Lupus is an inflammatory disease that is caused by the immune system attacking its own organs and tissues. Inflammation from this chronic disease can affect many different bodily systems, such as your joints, skin, blood cells, heart, kidneys, lungs, and brain.
The most distinctive sign of lupus is a facial rash that resembles the wings of a butterfly; however, this symptom does not occur in all cases. Because of this, this disease is rather difficult to diagnose at times since other symptoms can be very similar to other conditions and ailments.
There is no cure for lupus, but there are treatments and remedies that can help control your symptoms.
There are many different medications that can be used to treat the various symptoms of lupus. You will need to decide with your doctor whether the benefits of medications outweigh the risks of the side effects some of them have. Since the signs and symptoms of lupus tend to periodically flare up and subside, you may also need to work with your doctor to change medications or dosages at times. The most commonly prescribed medications for treating lupus include:
- NSAIDs (non-steroidal anti-inflammatory drugs): Naproxen sodium and ibuprofen are over-the-counter, anti-inflammatory medications that are often used to treat the pain, swelling, and fever that are associated with lupus. Stronger versions of these medications are available by prescription as well.
- Corticosteroid medications: Corticosteroids such as prednisone can help to counter the inflammation caused by lupus. However, these medications also have the potential to produce long-term side effects, including weight gain, thinning bones, high blood pressure, easy bruising, increased risk for infection, and diabetes.
- Immunosuppressant medications: For more severe cases of lupus, medications that suppress the immune system may be helpful. This could include drugs such as Imuran, CellCept, Arava, and Trexall. However, there are potential risks for side effects with these medications, such as liver damage, decreased fertility, increased risk of infection, and an increased risk of cancer.
- Anti-malarial medications: Plaquenil (hydroxychloroquine) is a medication that is commonly used to treat malaria and also works to control some of the symptoms of lupus.
Since there are so many dangerous side effects associated with the medications used to treat lupus, sometimes it is more appealing to try to prevent flare-ups by taking better care of your body. Here are some tips for how to best manage your condition at home.
- Get enough rest: Persistent fatigue is a common symptom of lupus. Make sure to get plenty of restful sleep at night and take naps or breaks during the day if you begin to feel overly tired.
- Eat a healthy diet: Focusing on eating a balanced diet rich in fruits, vegetables, and whole grains can help you to feel better overall and prevent lupus flare-ups.
- Get regular exercise: Moderate exercise can help your body recover from symptom flare-ups, as well as reduce your risk of heart attack. Additionally, exercise can help to fight depression that can arise from battling lupus.
- Don’t smoke: Smoking will worsen the effects of lupus on your blood vessels and heart.
- Avoid direct exposure to the sun: Ultraviolet light can serve as a trigger for lupus flare-ups. Therefore, you should try to wear protective clothing outdoors and use sunscreens with at least SPF 55 to protect yourself from the sun.
- See your doctor regularly: Having regular checkups with your doctor can help prevent future flare-ups as well.

### Work request 1
According to the lupus text, what is the most distinctive sign of lupus?
### Work request 2
Rewrite the paragraph of the lupus text that begins "There are many different medications" as a brief bulleted list, keeping its main facts.
This data comes from a source unrelated to the lupus text.

Referring expression data
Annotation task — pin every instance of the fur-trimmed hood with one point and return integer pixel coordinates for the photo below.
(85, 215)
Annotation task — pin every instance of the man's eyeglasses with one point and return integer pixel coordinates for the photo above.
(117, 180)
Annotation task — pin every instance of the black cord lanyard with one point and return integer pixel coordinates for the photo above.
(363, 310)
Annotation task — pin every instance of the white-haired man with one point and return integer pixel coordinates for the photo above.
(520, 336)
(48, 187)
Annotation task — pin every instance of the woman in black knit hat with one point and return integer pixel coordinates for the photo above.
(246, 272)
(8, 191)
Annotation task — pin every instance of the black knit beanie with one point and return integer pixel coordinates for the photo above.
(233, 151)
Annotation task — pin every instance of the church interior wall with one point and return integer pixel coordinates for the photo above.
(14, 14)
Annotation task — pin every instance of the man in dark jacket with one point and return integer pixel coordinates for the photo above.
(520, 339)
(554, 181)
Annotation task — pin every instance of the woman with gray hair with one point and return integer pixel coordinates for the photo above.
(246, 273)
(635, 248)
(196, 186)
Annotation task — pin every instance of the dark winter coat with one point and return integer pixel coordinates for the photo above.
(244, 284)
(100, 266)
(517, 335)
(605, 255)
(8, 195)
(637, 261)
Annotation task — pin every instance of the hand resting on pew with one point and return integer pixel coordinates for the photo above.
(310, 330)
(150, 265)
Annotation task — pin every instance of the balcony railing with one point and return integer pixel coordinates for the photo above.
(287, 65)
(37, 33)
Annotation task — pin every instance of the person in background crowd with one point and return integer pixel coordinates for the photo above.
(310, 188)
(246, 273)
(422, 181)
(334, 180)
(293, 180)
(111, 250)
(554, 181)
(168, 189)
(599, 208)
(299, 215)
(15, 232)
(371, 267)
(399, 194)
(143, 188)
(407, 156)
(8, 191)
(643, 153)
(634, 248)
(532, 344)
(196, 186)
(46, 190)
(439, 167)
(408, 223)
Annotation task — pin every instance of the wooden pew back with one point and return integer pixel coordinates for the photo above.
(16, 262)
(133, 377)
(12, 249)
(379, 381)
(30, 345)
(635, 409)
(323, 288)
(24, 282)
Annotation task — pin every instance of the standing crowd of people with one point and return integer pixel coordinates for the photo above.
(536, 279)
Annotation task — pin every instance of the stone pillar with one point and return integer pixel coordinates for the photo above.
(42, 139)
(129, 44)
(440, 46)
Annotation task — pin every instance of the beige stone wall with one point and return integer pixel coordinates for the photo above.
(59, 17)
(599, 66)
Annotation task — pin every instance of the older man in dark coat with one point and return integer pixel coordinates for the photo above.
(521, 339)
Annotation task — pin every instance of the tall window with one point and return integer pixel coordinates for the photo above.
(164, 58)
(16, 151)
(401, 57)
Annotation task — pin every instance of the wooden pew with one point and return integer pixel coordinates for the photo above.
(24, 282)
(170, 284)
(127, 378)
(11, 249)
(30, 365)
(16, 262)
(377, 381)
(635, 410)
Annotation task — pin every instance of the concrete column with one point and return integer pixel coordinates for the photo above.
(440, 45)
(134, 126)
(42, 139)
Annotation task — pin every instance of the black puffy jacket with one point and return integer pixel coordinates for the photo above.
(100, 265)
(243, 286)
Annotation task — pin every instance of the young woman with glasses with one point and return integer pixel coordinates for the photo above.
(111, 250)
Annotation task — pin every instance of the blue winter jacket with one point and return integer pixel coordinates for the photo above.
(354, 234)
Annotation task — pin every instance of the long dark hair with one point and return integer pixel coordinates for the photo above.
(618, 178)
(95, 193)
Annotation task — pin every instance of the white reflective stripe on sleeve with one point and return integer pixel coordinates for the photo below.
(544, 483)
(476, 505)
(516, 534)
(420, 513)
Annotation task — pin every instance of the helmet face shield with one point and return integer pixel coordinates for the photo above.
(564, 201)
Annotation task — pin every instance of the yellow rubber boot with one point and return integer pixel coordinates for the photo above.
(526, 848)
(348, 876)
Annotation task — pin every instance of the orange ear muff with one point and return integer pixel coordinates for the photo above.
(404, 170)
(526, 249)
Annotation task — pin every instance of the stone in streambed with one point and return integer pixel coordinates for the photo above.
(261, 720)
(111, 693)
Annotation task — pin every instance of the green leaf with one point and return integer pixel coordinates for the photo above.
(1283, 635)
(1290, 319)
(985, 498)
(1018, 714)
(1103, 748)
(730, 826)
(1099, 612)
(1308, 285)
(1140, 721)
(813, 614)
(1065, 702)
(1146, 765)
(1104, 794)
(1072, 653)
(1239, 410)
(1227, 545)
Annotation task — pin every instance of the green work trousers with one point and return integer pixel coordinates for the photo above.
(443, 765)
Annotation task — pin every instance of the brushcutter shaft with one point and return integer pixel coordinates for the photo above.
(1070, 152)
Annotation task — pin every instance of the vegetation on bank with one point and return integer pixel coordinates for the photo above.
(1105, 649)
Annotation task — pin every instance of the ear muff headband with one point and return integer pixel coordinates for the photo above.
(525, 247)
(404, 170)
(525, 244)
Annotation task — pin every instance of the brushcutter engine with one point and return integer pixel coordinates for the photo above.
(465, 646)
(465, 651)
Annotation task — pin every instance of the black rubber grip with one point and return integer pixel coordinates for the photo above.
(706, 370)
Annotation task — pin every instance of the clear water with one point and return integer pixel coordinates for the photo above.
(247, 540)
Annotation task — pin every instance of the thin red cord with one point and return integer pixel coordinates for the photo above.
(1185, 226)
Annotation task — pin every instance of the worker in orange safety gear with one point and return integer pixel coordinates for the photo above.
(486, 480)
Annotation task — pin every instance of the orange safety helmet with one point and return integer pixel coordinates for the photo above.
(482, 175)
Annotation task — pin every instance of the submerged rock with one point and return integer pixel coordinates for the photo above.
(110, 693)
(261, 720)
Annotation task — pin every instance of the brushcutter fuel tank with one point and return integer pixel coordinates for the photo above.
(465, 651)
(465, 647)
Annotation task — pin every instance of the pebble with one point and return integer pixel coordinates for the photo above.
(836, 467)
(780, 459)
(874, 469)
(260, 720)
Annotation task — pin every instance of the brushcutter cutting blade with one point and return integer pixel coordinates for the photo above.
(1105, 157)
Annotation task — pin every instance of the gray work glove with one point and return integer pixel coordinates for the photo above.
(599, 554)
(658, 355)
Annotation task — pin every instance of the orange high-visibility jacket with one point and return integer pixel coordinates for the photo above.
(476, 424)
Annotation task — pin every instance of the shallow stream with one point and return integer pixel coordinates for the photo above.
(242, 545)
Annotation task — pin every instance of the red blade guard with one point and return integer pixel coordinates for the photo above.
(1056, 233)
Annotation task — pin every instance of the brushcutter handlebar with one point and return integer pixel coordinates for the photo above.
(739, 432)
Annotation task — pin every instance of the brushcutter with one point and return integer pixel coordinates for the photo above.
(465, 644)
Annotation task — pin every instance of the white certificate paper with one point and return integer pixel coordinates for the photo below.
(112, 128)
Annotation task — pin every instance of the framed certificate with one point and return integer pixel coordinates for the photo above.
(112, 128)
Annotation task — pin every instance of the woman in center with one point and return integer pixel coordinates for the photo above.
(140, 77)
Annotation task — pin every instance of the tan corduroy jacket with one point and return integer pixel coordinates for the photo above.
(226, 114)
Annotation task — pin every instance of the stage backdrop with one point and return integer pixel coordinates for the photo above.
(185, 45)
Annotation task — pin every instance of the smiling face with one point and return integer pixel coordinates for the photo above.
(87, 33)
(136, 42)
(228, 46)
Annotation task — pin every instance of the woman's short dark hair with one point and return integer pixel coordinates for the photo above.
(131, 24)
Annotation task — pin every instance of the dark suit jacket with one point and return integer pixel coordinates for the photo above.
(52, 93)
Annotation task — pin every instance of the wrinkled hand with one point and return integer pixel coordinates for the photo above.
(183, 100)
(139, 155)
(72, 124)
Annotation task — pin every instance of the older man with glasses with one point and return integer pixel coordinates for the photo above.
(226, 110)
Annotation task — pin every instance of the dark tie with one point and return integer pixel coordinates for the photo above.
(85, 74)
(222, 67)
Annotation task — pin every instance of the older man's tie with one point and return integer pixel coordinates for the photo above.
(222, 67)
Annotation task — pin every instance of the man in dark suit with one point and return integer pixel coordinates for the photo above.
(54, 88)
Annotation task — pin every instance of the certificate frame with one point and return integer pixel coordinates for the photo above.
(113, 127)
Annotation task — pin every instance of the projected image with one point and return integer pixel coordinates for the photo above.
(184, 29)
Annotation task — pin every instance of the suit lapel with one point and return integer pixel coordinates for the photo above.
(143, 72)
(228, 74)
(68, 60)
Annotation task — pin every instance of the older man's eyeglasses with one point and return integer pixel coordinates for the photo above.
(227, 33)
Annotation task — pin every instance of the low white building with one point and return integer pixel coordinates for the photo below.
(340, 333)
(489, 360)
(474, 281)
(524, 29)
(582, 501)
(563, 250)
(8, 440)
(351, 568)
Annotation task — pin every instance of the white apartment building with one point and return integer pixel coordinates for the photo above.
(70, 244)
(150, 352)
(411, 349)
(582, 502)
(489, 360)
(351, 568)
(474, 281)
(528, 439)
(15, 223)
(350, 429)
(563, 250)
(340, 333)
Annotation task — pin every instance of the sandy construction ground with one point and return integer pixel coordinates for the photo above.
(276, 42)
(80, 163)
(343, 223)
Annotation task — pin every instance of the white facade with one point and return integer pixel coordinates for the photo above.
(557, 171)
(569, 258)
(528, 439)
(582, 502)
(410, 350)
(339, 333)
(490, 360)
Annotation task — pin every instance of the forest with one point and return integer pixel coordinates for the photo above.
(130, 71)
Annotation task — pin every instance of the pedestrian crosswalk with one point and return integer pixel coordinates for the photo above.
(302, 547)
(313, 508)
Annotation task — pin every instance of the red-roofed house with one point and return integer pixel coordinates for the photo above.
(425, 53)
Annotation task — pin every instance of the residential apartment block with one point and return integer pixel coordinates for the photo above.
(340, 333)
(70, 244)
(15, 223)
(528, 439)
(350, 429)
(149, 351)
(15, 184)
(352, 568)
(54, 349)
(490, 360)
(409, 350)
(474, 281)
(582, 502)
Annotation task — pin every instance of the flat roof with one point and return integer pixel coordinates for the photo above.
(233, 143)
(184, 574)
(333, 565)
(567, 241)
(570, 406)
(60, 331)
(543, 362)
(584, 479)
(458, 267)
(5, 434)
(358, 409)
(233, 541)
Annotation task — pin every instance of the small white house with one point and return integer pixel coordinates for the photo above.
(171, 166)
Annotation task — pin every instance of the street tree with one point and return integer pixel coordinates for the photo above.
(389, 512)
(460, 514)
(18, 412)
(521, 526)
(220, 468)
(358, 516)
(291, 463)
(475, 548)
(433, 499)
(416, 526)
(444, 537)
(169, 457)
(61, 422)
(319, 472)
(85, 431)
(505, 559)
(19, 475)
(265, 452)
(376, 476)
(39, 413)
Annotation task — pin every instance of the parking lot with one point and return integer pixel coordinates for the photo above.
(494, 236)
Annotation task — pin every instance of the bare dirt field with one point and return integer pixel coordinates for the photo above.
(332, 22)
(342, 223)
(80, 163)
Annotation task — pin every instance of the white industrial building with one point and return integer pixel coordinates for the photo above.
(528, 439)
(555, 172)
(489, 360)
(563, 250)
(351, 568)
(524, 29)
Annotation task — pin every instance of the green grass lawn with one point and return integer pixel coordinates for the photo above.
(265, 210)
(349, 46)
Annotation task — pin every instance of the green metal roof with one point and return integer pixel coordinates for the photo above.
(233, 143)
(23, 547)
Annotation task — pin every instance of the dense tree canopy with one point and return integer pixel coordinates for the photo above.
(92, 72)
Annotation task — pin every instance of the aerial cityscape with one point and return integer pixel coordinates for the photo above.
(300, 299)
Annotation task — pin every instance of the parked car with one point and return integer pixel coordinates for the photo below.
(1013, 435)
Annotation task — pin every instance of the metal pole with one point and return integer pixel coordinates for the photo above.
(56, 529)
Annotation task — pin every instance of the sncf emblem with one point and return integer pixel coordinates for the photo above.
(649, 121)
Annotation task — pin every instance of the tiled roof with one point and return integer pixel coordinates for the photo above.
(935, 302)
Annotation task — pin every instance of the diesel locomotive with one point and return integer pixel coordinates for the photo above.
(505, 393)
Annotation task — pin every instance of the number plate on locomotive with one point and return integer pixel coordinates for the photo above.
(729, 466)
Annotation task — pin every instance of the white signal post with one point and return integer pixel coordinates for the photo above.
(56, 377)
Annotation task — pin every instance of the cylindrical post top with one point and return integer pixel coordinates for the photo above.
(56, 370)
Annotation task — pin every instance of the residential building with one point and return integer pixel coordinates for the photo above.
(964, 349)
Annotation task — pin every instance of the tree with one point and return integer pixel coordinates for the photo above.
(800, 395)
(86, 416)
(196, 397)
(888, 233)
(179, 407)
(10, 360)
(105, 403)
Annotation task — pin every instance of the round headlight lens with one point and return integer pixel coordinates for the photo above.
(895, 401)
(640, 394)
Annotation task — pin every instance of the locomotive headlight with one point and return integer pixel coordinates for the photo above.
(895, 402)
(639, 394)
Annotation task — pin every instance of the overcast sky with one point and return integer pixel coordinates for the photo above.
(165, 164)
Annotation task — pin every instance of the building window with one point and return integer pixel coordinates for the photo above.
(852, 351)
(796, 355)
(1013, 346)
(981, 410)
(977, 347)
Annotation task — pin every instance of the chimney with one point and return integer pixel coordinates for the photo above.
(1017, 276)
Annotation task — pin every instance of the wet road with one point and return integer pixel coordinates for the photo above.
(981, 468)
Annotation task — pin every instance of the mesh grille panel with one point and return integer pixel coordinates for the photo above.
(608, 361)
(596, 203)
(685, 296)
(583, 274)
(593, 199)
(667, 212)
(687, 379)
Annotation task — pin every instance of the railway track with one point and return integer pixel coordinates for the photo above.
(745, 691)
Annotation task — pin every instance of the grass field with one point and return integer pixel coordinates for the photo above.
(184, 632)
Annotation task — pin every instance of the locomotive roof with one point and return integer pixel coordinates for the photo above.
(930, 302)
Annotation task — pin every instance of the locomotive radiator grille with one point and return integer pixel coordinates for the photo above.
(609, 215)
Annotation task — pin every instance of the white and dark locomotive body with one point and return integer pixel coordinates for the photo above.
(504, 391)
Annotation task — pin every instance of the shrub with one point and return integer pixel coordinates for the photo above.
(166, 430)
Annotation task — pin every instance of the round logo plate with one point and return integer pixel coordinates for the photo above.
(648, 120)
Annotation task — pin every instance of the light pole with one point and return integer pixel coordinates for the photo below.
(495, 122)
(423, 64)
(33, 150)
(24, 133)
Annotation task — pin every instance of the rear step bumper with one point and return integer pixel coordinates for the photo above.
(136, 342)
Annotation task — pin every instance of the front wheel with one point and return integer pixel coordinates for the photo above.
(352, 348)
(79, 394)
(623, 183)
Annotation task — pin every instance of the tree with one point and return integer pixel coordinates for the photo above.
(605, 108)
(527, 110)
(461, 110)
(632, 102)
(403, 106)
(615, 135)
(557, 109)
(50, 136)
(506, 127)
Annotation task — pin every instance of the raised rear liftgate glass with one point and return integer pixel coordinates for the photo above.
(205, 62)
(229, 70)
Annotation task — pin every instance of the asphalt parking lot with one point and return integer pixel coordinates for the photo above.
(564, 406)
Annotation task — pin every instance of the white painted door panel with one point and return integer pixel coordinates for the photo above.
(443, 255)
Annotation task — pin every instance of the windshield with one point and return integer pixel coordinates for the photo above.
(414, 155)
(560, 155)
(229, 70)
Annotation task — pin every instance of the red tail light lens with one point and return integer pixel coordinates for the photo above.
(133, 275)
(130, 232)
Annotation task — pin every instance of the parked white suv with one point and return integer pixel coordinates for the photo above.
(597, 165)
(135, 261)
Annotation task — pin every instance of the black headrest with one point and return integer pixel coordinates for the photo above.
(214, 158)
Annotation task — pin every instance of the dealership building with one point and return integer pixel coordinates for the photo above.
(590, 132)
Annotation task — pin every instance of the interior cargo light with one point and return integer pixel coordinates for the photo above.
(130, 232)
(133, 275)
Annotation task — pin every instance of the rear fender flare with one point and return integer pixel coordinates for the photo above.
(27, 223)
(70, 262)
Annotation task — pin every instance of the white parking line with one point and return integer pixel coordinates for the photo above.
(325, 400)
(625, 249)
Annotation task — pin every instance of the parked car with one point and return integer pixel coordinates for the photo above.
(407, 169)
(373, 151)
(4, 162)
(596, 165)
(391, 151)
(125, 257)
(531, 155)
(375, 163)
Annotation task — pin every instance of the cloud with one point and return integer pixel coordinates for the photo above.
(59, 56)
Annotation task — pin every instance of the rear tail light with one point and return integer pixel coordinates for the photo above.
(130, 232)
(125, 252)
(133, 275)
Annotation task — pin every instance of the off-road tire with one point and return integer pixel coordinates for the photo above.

### Answer box 1
A facial rash that resembles the wings of a butterfly.

### Answer box 2
- Many different medications can treat the various symptoms of lupus.
- You and your doctor must decide whether a medication's benefits outweigh the risks of its side effects.
- Lupus symptoms periodically flare up and subside, so medications or dosages may need to be changed at times.